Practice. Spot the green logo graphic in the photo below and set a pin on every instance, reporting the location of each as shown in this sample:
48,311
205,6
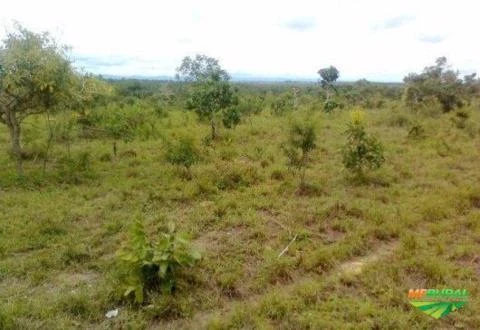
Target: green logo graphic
438,303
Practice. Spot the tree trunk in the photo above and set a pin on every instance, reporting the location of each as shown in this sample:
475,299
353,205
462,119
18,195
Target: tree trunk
14,129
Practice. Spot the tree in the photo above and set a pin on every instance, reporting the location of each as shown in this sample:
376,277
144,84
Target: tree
35,77
210,90
438,83
328,78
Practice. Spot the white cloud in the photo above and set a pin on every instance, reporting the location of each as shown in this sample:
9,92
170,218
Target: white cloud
372,39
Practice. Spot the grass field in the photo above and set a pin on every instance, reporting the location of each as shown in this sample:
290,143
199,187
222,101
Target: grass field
354,249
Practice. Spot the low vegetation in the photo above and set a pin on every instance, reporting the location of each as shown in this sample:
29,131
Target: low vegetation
94,204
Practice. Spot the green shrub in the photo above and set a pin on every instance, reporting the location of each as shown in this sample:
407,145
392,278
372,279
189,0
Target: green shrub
75,169
231,117
300,143
149,265
362,151
329,106
416,131
183,153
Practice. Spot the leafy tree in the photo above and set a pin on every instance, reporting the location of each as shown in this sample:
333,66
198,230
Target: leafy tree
328,77
437,83
35,77
300,143
210,89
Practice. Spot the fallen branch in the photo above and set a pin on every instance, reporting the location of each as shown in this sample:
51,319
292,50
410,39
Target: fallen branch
286,248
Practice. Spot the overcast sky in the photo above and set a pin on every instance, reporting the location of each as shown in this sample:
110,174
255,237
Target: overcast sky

* Aim
Reproduce everything from the line containing "Practice. Spot the green shrub" down to the final line of the entries above, both ends included and unchanged.

* Completed task
Practice. Spot the green shrub in the photo above and set a pin on every instance, reporting the location of each as shown in this sample:
407,145
392,278
372,279
189,0
Target: green shrub
75,169
231,117
300,143
149,265
362,151
329,106
416,131
183,153
Practice. Spot the leafy tree in the photo above and set a pin on every instance, reporting the location of each as shown in this sample:
333,66
198,230
Target: leafy tree
328,77
437,83
35,77
300,143
210,89
Practice. Spot the fallen branch in the photo above and set a pin on every instance, reporting the location of each as shown in this sample:
51,319
292,50
410,39
Target: fallen branch
286,248
Practice. Spot the overcast sky in the photo above and set a pin on every instance, reporting the location of each as shown in this sample:
110,174
255,237
Target: overcast sky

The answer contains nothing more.